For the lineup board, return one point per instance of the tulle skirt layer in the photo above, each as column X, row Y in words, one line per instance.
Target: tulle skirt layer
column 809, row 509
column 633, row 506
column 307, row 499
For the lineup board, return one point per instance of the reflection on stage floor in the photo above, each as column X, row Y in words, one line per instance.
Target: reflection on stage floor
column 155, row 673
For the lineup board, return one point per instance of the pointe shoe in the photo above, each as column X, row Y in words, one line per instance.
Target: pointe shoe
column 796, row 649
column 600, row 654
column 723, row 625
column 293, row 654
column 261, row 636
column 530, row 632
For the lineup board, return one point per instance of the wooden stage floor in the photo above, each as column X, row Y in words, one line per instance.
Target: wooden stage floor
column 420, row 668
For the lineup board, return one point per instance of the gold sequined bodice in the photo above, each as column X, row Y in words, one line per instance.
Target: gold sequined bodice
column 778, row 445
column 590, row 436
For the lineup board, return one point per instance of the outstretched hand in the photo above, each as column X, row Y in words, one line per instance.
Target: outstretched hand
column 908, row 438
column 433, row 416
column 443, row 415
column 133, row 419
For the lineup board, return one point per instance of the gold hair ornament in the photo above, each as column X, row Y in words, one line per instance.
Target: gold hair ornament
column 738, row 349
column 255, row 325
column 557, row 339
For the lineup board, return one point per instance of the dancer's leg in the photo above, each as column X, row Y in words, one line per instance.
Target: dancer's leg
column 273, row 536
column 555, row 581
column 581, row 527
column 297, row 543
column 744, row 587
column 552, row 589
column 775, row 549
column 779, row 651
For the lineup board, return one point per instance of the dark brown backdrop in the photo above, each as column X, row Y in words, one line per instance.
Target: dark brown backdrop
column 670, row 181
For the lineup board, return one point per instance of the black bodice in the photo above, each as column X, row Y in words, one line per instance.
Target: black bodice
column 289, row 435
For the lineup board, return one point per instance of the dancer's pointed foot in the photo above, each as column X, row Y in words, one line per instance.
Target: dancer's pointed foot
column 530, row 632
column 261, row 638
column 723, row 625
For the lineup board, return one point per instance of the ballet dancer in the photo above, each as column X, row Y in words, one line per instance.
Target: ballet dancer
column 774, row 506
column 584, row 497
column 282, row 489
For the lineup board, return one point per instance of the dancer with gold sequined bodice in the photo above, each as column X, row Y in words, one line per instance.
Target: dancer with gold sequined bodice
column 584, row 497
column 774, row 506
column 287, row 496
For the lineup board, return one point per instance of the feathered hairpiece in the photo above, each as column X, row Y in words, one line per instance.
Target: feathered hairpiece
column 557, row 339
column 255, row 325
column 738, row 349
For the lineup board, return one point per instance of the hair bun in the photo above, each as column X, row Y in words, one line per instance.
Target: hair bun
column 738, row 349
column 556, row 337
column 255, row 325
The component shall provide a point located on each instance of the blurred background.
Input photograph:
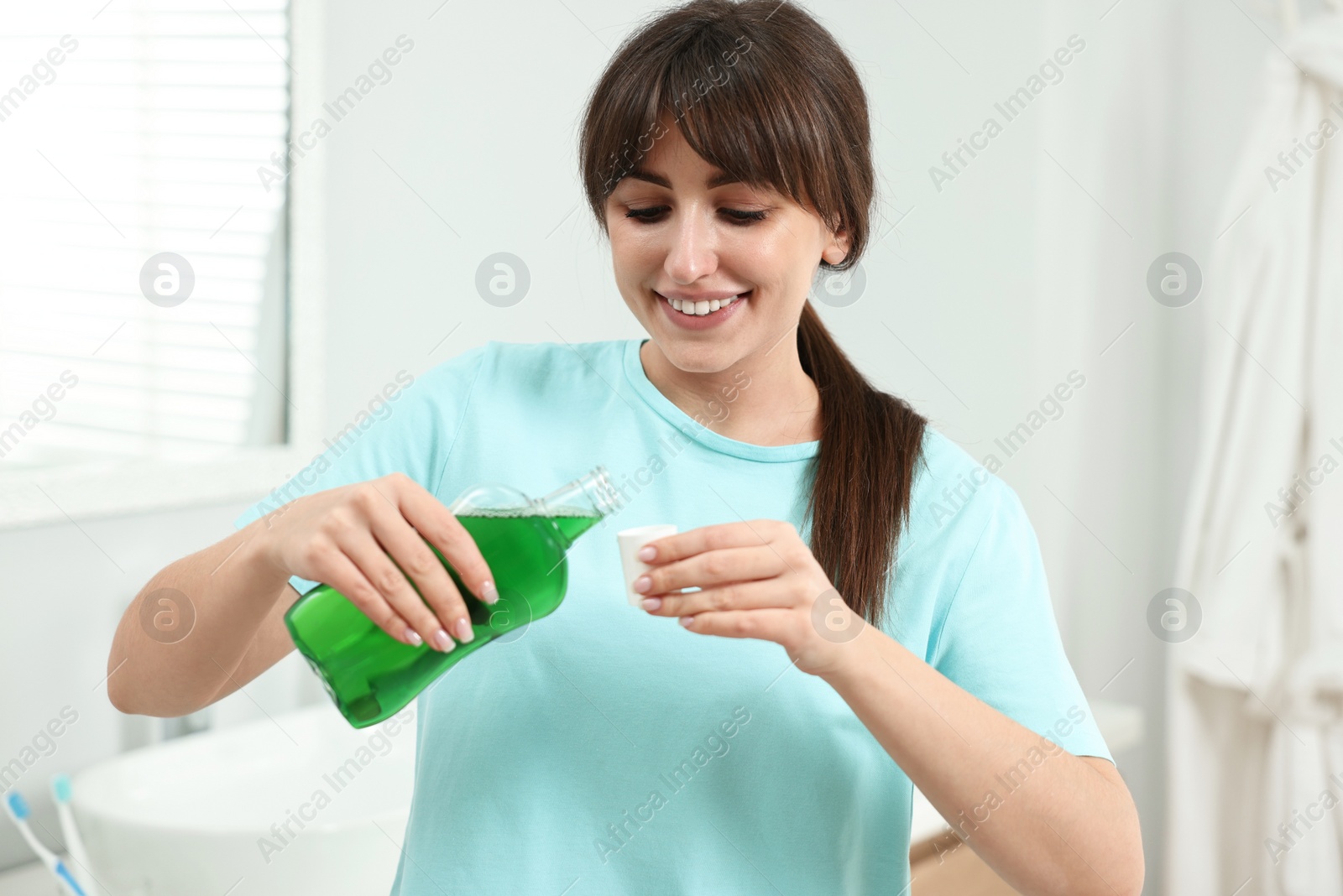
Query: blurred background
(199, 284)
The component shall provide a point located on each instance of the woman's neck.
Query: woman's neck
(765, 399)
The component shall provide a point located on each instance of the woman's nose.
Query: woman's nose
(692, 251)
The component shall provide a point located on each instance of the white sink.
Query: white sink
(207, 813)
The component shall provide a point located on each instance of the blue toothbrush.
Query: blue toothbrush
(18, 808)
(64, 792)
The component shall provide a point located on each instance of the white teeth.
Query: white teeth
(698, 309)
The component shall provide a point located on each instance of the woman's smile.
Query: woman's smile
(700, 313)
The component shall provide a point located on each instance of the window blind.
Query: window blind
(128, 133)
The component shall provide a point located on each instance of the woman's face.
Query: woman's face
(677, 233)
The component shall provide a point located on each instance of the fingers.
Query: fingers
(715, 568)
(443, 531)
(767, 625)
(391, 586)
(739, 596)
(346, 577)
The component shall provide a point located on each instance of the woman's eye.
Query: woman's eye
(739, 216)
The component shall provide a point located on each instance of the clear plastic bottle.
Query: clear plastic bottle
(371, 675)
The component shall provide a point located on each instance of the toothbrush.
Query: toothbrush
(18, 808)
(62, 792)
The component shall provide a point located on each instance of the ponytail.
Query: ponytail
(861, 477)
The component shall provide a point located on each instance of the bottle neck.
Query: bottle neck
(591, 495)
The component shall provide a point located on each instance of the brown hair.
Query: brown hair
(762, 90)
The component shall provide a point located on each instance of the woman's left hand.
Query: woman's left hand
(758, 580)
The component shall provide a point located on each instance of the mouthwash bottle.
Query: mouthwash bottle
(371, 675)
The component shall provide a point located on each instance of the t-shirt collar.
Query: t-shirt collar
(702, 434)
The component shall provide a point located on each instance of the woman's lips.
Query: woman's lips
(702, 320)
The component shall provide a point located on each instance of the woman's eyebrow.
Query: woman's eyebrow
(719, 179)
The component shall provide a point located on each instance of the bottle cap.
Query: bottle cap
(630, 541)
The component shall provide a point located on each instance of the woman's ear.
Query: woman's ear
(837, 248)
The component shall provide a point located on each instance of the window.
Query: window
(141, 257)
(148, 280)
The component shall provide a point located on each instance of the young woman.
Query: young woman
(680, 750)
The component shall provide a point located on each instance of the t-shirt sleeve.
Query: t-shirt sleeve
(410, 427)
(1000, 640)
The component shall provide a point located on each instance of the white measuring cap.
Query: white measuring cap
(631, 539)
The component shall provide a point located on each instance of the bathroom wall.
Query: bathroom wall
(994, 286)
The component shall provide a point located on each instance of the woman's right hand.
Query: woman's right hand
(342, 537)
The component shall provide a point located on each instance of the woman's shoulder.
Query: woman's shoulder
(954, 495)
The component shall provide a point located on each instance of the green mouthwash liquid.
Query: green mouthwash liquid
(371, 675)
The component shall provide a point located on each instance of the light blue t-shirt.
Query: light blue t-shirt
(613, 752)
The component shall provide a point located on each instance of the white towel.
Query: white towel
(1256, 696)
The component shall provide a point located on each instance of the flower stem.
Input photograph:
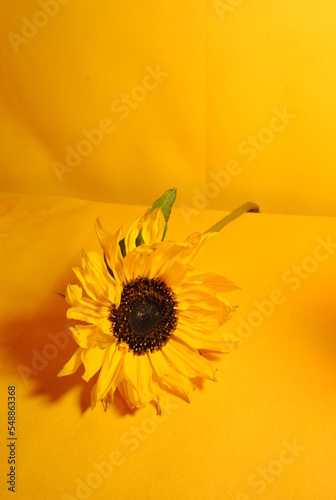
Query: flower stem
(247, 207)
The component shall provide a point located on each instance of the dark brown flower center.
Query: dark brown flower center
(146, 316)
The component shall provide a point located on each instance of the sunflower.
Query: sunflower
(147, 319)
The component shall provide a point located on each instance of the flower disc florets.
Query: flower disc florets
(146, 315)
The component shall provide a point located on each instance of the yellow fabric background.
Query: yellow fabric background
(228, 65)
(276, 390)
(224, 70)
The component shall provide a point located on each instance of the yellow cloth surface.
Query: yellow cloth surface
(227, 99)
(266, 429)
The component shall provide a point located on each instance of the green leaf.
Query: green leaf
(164, 203)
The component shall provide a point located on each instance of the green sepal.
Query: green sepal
(164, 203)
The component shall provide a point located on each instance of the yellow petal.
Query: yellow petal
(92, 359)
(111, 249)
(152, 230)
(133, 232)
(73, 294)
(84, 335)
(111, 372)
(72, 365)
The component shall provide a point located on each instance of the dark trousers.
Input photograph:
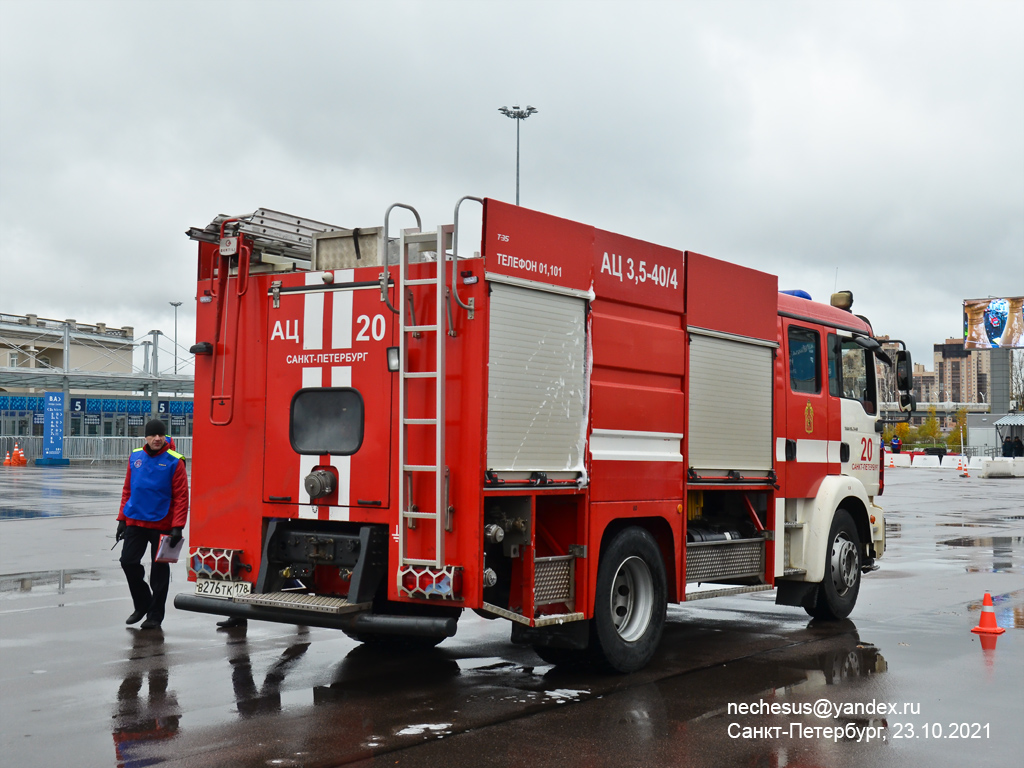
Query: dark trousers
(147, 597)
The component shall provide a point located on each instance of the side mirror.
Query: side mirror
(904, 371)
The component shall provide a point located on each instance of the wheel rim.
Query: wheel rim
(844, 564)
(632, 599)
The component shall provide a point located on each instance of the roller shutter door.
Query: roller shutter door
(730, 423)
(537, 381)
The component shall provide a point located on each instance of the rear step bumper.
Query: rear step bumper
(370, 623)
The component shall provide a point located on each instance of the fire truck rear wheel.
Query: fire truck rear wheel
(838, 592)
(631, 604)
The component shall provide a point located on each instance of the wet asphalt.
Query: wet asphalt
(79, 688)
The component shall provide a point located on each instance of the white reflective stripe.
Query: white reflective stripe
(311, 377)
(835, 448)
(779, 537)
(341, 376)
(312, 314)
(341, 312)
(812, 452)
(627, 445)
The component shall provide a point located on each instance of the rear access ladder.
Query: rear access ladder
(428, 334)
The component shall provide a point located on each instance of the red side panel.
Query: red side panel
(532, 246)
(730, 298)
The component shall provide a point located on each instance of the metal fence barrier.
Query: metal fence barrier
(84, 449)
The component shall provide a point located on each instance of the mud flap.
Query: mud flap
(803, 594)
(574, 635)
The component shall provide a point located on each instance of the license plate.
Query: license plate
(214, 588)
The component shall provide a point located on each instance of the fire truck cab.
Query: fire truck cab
(567, 429)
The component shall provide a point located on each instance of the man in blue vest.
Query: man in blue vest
(154, 502)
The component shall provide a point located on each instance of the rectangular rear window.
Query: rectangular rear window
(327, 420)
(805, 371)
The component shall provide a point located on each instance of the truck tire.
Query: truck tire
(631, 602)
(838, 592)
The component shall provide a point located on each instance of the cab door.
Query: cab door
(806, 449)
(853, 387)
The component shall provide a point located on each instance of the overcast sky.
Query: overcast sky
(885, 140)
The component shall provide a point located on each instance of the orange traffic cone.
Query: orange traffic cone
(987, 625)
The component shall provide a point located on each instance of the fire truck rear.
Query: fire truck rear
(567, 430)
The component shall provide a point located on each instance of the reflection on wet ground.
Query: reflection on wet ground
(58, 492)
(1009, 609)
(60, 579)
(138, 719)
(1005, 550)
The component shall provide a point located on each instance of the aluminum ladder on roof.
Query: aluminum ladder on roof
(429, 336)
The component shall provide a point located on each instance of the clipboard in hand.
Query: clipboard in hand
(167, 553)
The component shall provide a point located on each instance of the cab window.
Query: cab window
(805, 371)
(852, 376)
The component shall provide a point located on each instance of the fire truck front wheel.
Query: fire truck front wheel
(631, 602)
(838, 592)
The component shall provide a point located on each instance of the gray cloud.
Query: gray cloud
(883, 139)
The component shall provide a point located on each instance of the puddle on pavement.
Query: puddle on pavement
(7, 513)
(15, 583)
(1005, 551)
(1009, 609)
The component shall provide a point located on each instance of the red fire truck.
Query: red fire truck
(567, 430)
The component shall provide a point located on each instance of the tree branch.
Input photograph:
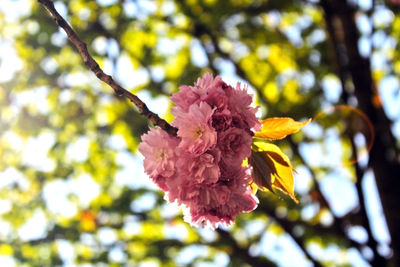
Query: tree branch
(95, 68)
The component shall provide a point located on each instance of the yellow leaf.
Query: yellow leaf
(278, 128)
(271, 167)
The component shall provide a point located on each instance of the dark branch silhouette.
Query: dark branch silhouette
(95, 68)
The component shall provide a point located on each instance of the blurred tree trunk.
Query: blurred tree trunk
(383, 157)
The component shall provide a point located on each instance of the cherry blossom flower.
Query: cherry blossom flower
(201, 169)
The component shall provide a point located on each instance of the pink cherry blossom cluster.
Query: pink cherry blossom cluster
(201, 169)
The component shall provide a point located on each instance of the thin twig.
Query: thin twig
(95, 68)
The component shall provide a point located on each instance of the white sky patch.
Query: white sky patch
(55, 194)
(106, 235)
(10, 63)
(5, 206)
(34, 228)
(175, 231)
(157, 105)
(117, 255)
(189, 253)
(78, 150)
(66, 251)
(36, 97)
(5, 230)
(282, 250)
(332, 88)
(36, 149)
(374, 209)
(169, 210)
(85, 188)
(390, 94)
(132, 172)
(15, 9)
(117, 142)
(344, 200)
(144, 203)
(10, 176)
(303, 180)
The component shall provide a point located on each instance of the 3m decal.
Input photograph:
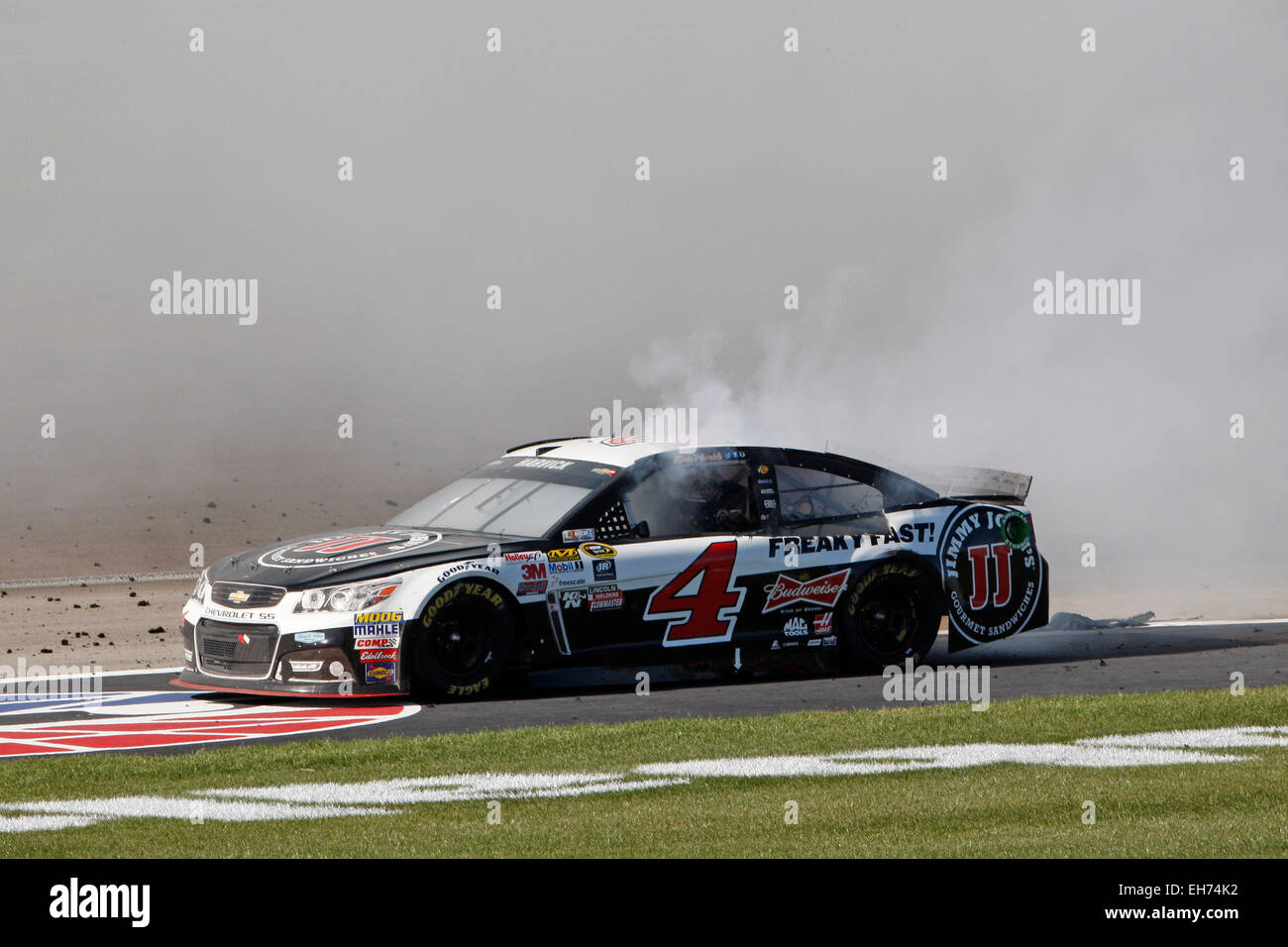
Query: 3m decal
(200, 722)
(700, 603)
(605, 598)
(993, 587)
(348, 548)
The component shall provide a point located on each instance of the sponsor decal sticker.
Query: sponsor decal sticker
(993, 587)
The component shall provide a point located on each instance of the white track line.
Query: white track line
(1198, 622)
(117, 579)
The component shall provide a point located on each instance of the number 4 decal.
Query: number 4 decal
(706, 612)
(979, 557)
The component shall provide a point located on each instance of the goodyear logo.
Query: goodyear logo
(452, 591)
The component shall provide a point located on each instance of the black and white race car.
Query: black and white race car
(614, 552)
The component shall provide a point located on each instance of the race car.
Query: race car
(619, 552)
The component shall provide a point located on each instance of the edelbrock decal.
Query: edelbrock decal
(380, 796)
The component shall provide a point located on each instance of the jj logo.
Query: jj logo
(979, 557)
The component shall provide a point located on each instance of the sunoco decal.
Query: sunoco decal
(390, 796)
(348, 548)
(993, 589)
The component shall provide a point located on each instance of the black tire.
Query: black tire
(890, 613)
(462, 646)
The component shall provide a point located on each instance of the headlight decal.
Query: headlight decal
(353, 596)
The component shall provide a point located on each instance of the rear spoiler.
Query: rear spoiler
(977, 483)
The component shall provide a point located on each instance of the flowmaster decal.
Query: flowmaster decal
(348, 548)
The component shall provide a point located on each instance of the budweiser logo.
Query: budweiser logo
(823, 591)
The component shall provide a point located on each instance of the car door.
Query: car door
(675, 586)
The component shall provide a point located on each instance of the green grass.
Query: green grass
(1229, 809)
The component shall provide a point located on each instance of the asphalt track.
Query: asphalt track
(1168, 657)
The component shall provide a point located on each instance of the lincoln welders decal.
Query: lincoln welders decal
(184, 720)
(993, 587)
(346, 548)
(389, 796)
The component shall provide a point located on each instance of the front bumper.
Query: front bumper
(262, 659)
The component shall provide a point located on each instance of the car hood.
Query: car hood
(344, 556)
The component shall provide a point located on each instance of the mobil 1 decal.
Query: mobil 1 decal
(992, 574)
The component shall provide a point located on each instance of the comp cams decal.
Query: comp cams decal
(171, 719)
(389, 796)
(348, 548)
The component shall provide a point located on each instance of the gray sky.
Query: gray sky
(768, 169)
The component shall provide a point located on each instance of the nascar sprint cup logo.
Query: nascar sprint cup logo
(992, 573)
(348, 548)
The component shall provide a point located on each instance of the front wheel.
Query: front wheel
(463, 642)
(889, 615)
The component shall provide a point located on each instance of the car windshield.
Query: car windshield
(501, 505)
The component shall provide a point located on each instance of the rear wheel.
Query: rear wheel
(889, 615)
(463, 643)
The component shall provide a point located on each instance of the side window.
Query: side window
(694, 497)
(807, 495)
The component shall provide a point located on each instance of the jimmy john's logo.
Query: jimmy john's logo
(823, 591)
(993, 582)
(348, 548)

----

Goal: List the lines of the records above as a numbered list, from the line that contains "brown backdrop in" through the line that contains "column 670, row 181", both included, with any blank lines left out.

Full response:
1. For the lineup board, return one point per instance of the dark brown backdrop in the photo above, each as column X, row Y in words, one line per instance.
2. Target: dark brown backdrop
3. column 670, row 181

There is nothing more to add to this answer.